A MORTE E A GRAÇA EM GEORGES BERNANOS
Diversos motivos podem levar uma pessoa ou grupo de pessoas a deixar sua pátria e vir para o Brasil. Para uns, trata-se de uma aventura turística; basta lembrar Roosevelt que retornou com um novo tapete de onça. Para outros, e uma questão de negócios, e seria bom lembrar um dos primeiros trustes de nossa História, ou seja, o do pau-brasil. Há ainda os que vem catequizar índios; na pior das hipóteses, encontram sepultura pouco digna no estômago dos silvícolas.
Georges Bernanos veio para o Brasil, a fim de cozer a ressaca. Escandalizado com certas medidas políticas, deixou a Europa em 1938, só retornando no final da II Guerra Mundial. Apesar de ter escolhido o pacato interior mineiro, não conseguiu aposentar sua apaixonada indignação pelo que se desenrolava no Velho Continente. E foi do Brasil que expediu alguns de seus escritos polêmicos mais violentos. Deixou aqui grandes admiradores, como Amoroso Lima, Jorge de Lima e Gustavo Corção, nomes que, por certo, dispensam apresentação. Nunca escreveu uma linha sobre as belezas naturais do Rio de Janeiro, mas considerou o Brasil a sua segunda Pátria.
É necessário acrescentar que a vida e a obra de George s Bernanos só podem ser estudadas, consideradas e apreciadas, tendo-se em mente sua nacionalidade e filiação eclesiástica. Bernanos foi francês e católico romano. Essa constatação talvez pareça meramente biográfica. Será, contudo, necessário acentuar que em Bernanos a cidadania e a fé se constituem em vivência apaixonada e sofrida. Seu amor à França e à Igreja Católica Romana é másculo, combativo, entranhado. E ainda aqui é preciso deixar bem claro que essa dedicação não tem por objeto uma grandeza abstrata, pelo menos no que se refere a pátria. Ao pensar na França, Bernanos focaliza imediatamente os franceses, não como expectador, mas como um deles, o que, aliás, está claramente expresso no título de uma de suas obras: Nous autres Français”. Por outro lado, sempre que ele fala acerca da Igreja, recusa-se a aceitar a ideia de uma societas perfecta tão somente. Em. Los Grands Cimetières sous la Lune ele define a Igreja, como sendo uma casa de família, um lar paterno, e nessas casas há sempre desordem, falta seguido um pé nas cadeiras, as mesas estão cheias de manchas de tinta, e as latas de marmelada esvaziam-se como por encanto nos armários. Sua crítica à Igreja não se dirige tanto contra a instituição ou a doutrina, como tais, mas contra o que ele chama de desordem no lar.

Material fornecido -
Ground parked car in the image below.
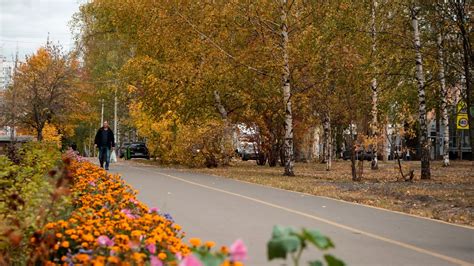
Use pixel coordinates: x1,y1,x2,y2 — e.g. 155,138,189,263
119,142,150,159
237,142,258,161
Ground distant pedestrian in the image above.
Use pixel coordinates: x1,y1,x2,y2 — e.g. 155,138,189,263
94,121,115,170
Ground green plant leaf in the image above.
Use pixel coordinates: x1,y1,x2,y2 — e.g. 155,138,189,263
272,225,295,239
308,260,323,266
195,253,224,266
303,229,334,250
324,254,346,266
267,235,301,260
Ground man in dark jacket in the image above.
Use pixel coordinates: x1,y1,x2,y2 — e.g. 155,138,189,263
94,121,115,170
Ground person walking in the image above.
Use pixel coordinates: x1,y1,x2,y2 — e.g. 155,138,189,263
94,121,115,170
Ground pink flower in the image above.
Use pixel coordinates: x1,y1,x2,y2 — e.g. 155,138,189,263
120,209,137,219
179,255,202,266
230,239,247,262
146,244,156,254
97,236,115,247
150,256,163,266
148,207,160,213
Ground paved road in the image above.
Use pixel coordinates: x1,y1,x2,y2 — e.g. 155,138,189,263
105,162,474,266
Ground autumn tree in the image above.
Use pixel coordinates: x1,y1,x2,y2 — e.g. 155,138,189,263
6,42,78,140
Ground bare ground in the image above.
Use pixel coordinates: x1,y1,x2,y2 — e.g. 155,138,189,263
187,161,474,226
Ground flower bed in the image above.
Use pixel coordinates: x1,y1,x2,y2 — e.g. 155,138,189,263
31,160,246,265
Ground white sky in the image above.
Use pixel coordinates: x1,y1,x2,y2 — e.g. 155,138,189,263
0,0,86,60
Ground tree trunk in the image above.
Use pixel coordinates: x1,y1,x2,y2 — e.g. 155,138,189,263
280,0,295,176
438,33,449,167
349,121,360,181
451,1,474,160
36,127,43,141
410,7,431,179
323,114,332,171
370,0,379,170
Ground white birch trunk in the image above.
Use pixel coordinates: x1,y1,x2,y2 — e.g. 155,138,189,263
280,0,295,176
438,33,449,167
410,7,431,179
371,0,378,170
214,90,232,165
323,114,332,171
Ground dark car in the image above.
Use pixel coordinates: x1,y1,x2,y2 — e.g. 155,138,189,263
120,142,150,159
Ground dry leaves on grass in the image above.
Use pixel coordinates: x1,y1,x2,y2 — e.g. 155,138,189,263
193,161,474,226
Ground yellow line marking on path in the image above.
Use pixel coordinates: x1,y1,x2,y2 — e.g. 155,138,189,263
132,166,474,266
206,172,474,230
131,162,474,230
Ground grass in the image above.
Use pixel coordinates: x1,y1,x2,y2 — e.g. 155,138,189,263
187,161,474,226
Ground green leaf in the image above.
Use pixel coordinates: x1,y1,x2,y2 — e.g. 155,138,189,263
267,235,301,260
195,253,224,266
309,260,323,266
324,254,346,266
303,229,334,250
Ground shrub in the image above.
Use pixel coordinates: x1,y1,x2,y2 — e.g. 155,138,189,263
0,142,70,264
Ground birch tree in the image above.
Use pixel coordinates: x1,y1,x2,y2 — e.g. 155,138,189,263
370,0,378,170
280,0,295,176
410,5,431,179
437,29,449,167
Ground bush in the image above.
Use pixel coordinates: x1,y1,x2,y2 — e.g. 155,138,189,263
0,142,70,264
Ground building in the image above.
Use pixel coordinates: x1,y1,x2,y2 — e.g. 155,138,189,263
0,55,15,90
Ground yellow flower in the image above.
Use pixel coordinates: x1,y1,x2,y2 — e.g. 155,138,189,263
189,238,201,247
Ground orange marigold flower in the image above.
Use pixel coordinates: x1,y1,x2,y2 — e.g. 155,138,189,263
189,238,201,247
158,252,168,260
221,246,229,254
205,241,216,248
75,254,90,262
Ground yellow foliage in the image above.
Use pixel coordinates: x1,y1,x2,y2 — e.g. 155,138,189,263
43,123,62,148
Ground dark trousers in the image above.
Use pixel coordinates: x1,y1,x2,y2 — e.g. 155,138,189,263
99,146,110,169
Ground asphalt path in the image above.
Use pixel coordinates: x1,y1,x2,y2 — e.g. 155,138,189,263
109,161,474,266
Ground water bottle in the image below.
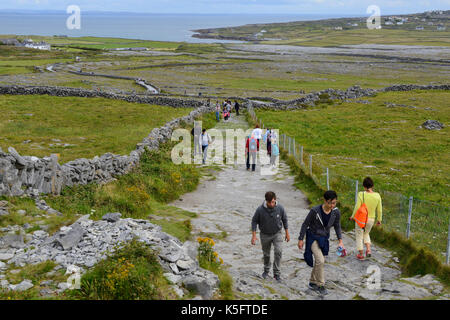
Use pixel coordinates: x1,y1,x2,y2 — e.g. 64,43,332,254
336,246,345,257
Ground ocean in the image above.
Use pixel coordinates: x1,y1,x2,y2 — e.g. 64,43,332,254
0,11,362,43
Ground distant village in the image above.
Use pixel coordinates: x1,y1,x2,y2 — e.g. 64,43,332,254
0,39,51,50
333,10,450,31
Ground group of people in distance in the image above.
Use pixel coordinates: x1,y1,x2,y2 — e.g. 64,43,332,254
251,177,382,295
216,99,240,122
245,125,280,171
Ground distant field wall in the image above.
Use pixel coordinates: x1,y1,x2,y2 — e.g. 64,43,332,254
0,85,203,108
0,86,212,196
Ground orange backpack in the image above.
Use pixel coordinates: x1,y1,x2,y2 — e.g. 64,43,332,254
353,192,369,229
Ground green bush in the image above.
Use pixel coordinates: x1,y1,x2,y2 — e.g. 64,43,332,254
73,240,175,300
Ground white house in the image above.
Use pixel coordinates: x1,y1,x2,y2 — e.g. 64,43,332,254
22,39,51,50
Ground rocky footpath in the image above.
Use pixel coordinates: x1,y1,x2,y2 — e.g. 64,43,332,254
0,102,212,196
171,115,450,300
0,213,219,299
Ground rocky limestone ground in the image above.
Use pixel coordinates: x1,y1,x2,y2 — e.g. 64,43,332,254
172,114,450,300
0,212,219,299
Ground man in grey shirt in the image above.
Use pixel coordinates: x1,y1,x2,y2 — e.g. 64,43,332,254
251,191,290,281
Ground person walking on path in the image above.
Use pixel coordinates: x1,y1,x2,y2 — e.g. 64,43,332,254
252,124,262,143
191,123,202,157
216,100,221,122
270,139,280,168
234,100,240,116
199,129,211,164
251,191,290,282
350,177,383,260
298,190,345,295
245,135,259,171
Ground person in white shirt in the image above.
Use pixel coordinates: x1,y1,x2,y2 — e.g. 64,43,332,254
252,125,262,144
199,129,211,164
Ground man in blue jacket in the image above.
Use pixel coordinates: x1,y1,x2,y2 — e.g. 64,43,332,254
298,190,344,295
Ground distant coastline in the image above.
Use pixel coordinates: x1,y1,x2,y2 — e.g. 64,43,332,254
0,10,362,43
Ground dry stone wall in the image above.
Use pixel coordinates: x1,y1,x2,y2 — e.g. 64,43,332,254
0,86,212,197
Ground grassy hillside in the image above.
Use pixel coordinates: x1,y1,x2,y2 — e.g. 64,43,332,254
0,95,192,163
256,91,450,205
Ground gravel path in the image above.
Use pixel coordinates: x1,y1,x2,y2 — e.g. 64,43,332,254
172,114,449,300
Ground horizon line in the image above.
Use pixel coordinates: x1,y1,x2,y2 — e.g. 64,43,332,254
0,8,440,18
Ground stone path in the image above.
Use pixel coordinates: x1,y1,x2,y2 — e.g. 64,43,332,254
172,114,450,300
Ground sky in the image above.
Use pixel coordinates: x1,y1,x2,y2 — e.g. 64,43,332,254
0,0,450,16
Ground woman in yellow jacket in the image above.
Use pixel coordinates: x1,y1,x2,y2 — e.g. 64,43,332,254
350,177,383,260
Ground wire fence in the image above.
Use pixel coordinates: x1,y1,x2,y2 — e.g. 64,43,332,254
247,104,450,264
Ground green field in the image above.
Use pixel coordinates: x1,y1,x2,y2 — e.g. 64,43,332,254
256,91,450,262
256,91,450,206
0,95,192,163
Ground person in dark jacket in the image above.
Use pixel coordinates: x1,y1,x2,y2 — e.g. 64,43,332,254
234,100,240,116
251,191,290,282
298,190,345,295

Instruções -
A - Devolva, sem alterações, a parte do texto sobre Georges Bernanos entre "A MORTE E A" e "estômago dos silvícolas.", inclusive.
B - Responda com base no texto sobre Georges Bernanos:
(i) Em que ano Bernanos deixou a Europa?
(ii) Como Bernanos considerou o Brasil?
(iii) Quais dois aspectos de Bernanos, segundo o texto, é preciso ter em mente para estudar sua vida e sua obra?

Respostas -
A -
A MORTE E A GRAÇA EM GEORGES BERNANOS
Diversos motivos podem levar uma pessoa ou grupo de pessoas a deixar sua pátria e vir para o Brasil. Para uns, trata-se de uma aventura turística; basta lembrar Roosevelt que retornou com um novo tapete de onça. Para outros, e uma questão de negócios, e seria bom lembrar um dos primeiros trustes de nossa História, ou seja, o do pau-brasil. Há ainda os que vem catequizar índios; na pior das hipóteses, encontram sepultura pouco digna no estômago dos silvícolas.

B -
(i) Em 1938.
(ii) Como a sua segunda Pátria.
(iii) Sua nacionalidade e sua filiação eclesiástica.